**Instructions for the task**:
Please pick up the essay on self-care and mental health below where it stops, and continue it after its last sentence.

**Extract**:
Self-care is Unfair

Mental health gurus often emphasise the importance of self-care and talk about being “selfish” sometimes. Conservatives, and especially those of the old guard, understandably roll their eyes at the seeming self-centeredness of these well-meaning folks who have really failed to come up with a decent justification of self-care to Christians.

I’ve wondered about this quite a bit myself. With an extreme mental illness it is getting easier to take care of myself – because it is a necessity – but what about the steps along the way? Surely, we don’t think that people should only care for themselves at a crisis point. So, when is it ok to put ourselves first?

I don’t have any grand philosophical answers to this, but I would like to change the perspective on this issue in order to show how I’ve come to terms with it. At one point when I was trying to get through some pretty serious trauma I stumbled across a meme (yes, a meme! Intellectual, I know) that said that you are responsible for your own healing. It seems obvious, but I think a lot of human pain continues because the universe deals us a blow and we therefore expect the universe to fix it. Even though schizophrenia wasn’t my fault, I had to figure out a way to heal myself. I could accept help – but not expect it. This isn’t fair, but it is essential.

Taking care of yourself actually means not burdening another with your pain.

Maybe you say that you can take care of people while going through a lot and not needing to take care of yourself. Sometimes that is true. Prudence should decide if it is. However, ask yourself honestly, are you often taking out your frustration on others passive aggressively? Do you hold resentful feelings frequently? Do you people please and expect a return? All of these I do. I vent way too much and expect to get better.

This is why self-care isn’t selfish. Some pain in life is an obvious effect of sins we’ve committed and sometimes we endure difficulties with no answer. A lot of things are not directly our fault, but we still have to fix them. No one owes you healing. Self-care is unfair.

Mental health: should conservatives care or does this cause only belong to liberals?

Before answering this question I should give the reader some background on why I’m choosing to write about this topic at all. Five years ago I developed paranoid Schizophrenia, a severe mental illness that affects your perception and involves delusions about reality. It is quite a horrible illness and took about two years before receiving treatment and caused significant trauma to me and obviously deeply affected my family. Before my illness, which developed quickly, I have suffered with suicidal thoughts and depression as a teenager, and as an adult childbirth trauma, post-partum depression, and chronic anxiety. All the “minor” mental health difficulties went untreated and I only recognize them in retrospect.

I am very fortunate that in my recovery time my husband’s family took our children in for a few months while I was treated in the hospital. We are enormously lucky and privileged to have loved ones take care of them at such a critical time. Also, my family, and specifically my aunt have talked to me for hours upon hours working through trauma and anxiety attacks dealing with the fallout of this horrible disease. I am very blessed.

**Material supplied**:
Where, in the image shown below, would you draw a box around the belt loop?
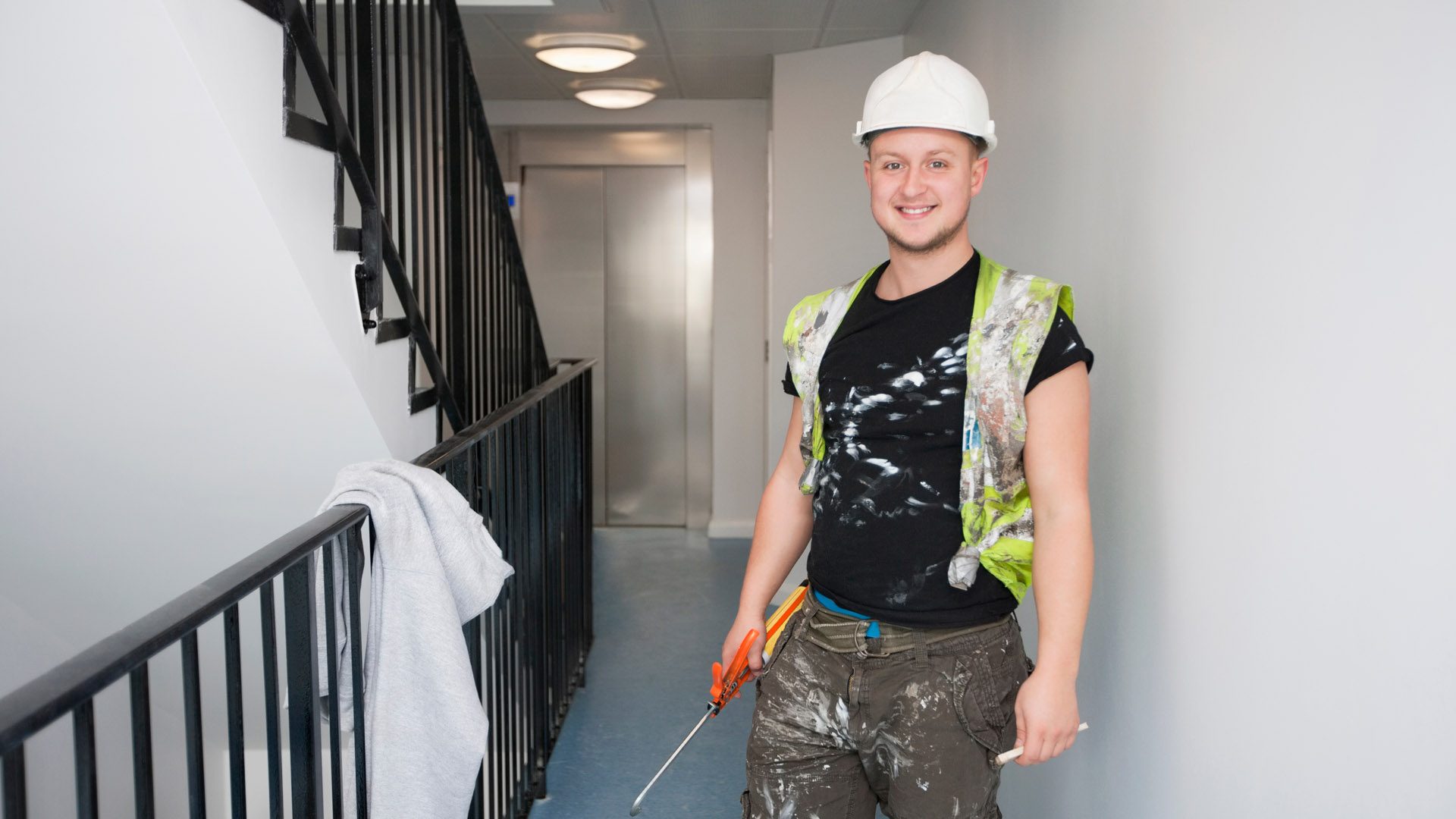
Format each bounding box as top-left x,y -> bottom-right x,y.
912,628 -> 930,670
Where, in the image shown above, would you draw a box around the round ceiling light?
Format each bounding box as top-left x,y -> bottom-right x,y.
526,33 -> 644,74
571,77 -> 663,108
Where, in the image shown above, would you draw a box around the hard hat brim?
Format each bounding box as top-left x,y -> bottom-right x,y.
853,120 -> 996,156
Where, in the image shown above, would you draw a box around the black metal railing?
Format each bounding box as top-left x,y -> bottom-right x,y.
0,360 -> 594,819
259,0 -> 549,438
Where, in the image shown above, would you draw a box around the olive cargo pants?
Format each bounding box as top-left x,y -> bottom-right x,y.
742,595 -> 1031,819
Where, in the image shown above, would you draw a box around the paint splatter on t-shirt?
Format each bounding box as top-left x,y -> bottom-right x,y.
785,255 -> 1092,626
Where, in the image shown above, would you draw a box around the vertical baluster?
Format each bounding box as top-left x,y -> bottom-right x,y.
425,5 -> 442,428
258,576 -> 282,819
323,0 -> 339,83
335,0 -> 358,137
391,0 -> 415,274
130,663 -> 157,819
223,604 -> 247,819
400,0 -> 422,396
323,542 -> 344,816
0,743 -> 27,819
71,699 -> 99,819
374,0 -> 394,233
344,523 -> 369,819
579,370 -> 597,644
282,554 -> 323,819
182,631 -> 207,819
462,617 -> 485,819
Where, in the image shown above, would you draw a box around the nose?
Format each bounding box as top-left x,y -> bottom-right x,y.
900,165 -> 926,196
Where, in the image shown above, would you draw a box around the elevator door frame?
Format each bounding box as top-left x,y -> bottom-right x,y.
510,127 -> 714,529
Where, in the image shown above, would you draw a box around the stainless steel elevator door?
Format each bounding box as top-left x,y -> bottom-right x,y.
521,166 -> 689,526
603,168 -> 687,526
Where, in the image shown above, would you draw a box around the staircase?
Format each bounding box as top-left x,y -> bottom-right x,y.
163,0 -> 549,446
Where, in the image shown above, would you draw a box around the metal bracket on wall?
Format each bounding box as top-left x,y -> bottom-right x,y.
354,209 -> 384,331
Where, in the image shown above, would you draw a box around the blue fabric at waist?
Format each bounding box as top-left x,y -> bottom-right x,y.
814,588 -> 880,637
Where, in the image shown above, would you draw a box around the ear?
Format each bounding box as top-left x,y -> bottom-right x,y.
966,156 -> 990,198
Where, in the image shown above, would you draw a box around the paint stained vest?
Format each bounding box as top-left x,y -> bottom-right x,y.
783,255 -> 1073,602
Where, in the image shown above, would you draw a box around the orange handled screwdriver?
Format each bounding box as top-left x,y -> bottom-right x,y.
629,628 -> 758,816
630,580 -> 810,816
630,580 -> 810,816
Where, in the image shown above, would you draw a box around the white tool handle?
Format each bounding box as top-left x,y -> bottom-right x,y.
996,723 -> 1087,765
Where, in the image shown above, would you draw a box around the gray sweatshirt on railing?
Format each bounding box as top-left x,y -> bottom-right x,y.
316,460 -> 514,819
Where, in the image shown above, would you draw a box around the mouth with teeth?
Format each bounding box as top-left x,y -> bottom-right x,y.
896,206 -> 935,218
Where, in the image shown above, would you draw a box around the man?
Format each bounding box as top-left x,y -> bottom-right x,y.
723,52 -> 1092,819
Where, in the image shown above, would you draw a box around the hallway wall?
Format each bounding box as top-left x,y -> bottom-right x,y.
904,0 -> 1456,819
763,36 -> 904,484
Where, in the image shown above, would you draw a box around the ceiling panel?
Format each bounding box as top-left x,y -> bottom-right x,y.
676,54 -> 774,99
480,3 -> 657,36
652,0 -> 830,29
828,0 -> 920,33
470,54 -> 549,82
460,17 -> 519,57
667,29 -> 818,57
475,71 -> 571,99
820,29 -> 902,48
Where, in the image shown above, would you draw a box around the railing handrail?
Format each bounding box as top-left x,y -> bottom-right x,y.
413,359 -> 597,469
0,359 -> 597,754
0,504 -> 369,754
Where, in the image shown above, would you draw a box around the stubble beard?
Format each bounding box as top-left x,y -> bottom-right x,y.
880,214 -> 968,256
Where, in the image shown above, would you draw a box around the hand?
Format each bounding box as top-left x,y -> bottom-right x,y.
1016,669 -> 1082,765
722,612 -> 766,682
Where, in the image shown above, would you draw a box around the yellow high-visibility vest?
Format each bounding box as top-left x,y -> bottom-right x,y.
783,255 -> 1073,601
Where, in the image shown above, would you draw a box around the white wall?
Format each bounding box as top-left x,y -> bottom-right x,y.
485,99 -> 777,538
902,0 -> 1456,819
160,0 -> 437,460
0,0 -> 403,816
763,36 -> 904,481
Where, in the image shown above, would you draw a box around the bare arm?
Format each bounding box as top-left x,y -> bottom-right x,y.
1016,364 -> 1092,765
722,398 -> 814,675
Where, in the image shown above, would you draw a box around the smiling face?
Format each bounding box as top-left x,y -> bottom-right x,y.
864,128 -> 986,253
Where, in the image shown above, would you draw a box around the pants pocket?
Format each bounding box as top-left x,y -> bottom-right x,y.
952,623 -> 1031,754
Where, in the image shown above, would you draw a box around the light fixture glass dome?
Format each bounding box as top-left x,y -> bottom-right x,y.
571,77 -> 663,108
526,33 -> 642,74
576,87 -> 657,108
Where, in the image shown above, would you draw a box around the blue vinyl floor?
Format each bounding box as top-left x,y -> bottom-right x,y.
532,529 -> 753,819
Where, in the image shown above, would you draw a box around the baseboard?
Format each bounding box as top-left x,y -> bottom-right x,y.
708,520 -> 753,538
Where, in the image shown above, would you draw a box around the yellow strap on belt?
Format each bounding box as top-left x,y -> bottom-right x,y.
763,580 -> 810,657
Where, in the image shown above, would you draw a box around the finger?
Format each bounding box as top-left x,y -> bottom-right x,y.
1016,729 -> 1043,768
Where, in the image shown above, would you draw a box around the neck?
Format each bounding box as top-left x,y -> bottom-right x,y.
875,231 -> 975,299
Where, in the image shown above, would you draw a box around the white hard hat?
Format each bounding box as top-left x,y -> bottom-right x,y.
855,51 -> 996,153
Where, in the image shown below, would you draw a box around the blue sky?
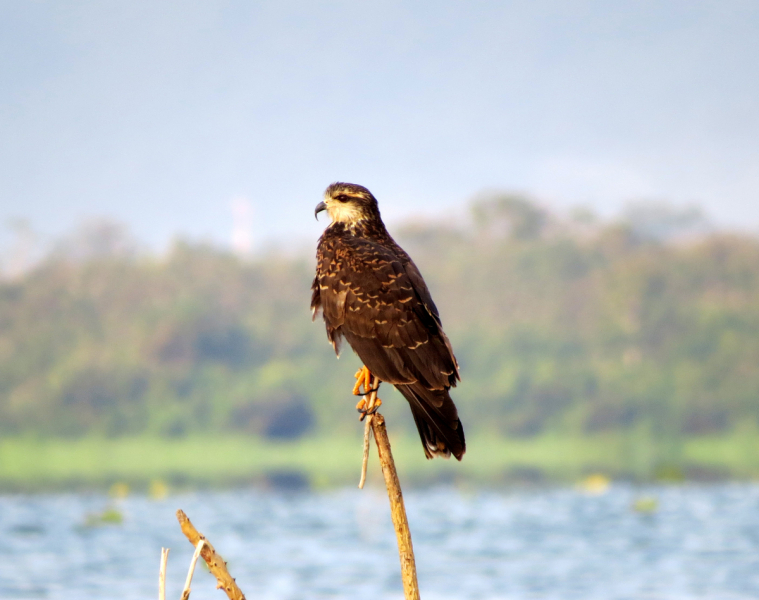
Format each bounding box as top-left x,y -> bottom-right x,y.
0,0 -> 759,248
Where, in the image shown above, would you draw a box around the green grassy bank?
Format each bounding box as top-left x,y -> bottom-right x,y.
0,432 -> 759,492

**Result of this task**:
That said, despite all the efforts to de-stigmatize mental illness, I am very alone socially in dealing with it. Most people we have known for years and know I was hospitalized don’t ever address it or ask how I’m doing. Socially I know I can’t discuss my difficulties or they would be met with discomfort and silence. One time I found it necessary to reveal my illness to someone whose communication was upsetting to me after I had just emerged from a six month psychosis due to medication changes. I was told that “God didn’t want me to take the easy way.” While this response seems cruel and even ridiculous given the severity of the disease “everyday” mental illnesses are met with similar callousness. Post-partum depression or any kind of depression are written off as ingratitude, suicidal thoughts or acting on it are “looking for attention”, people with OCD just “need to relax”, people grieving the death of a loved one “need to move on”. The list and terrible responses go on and on.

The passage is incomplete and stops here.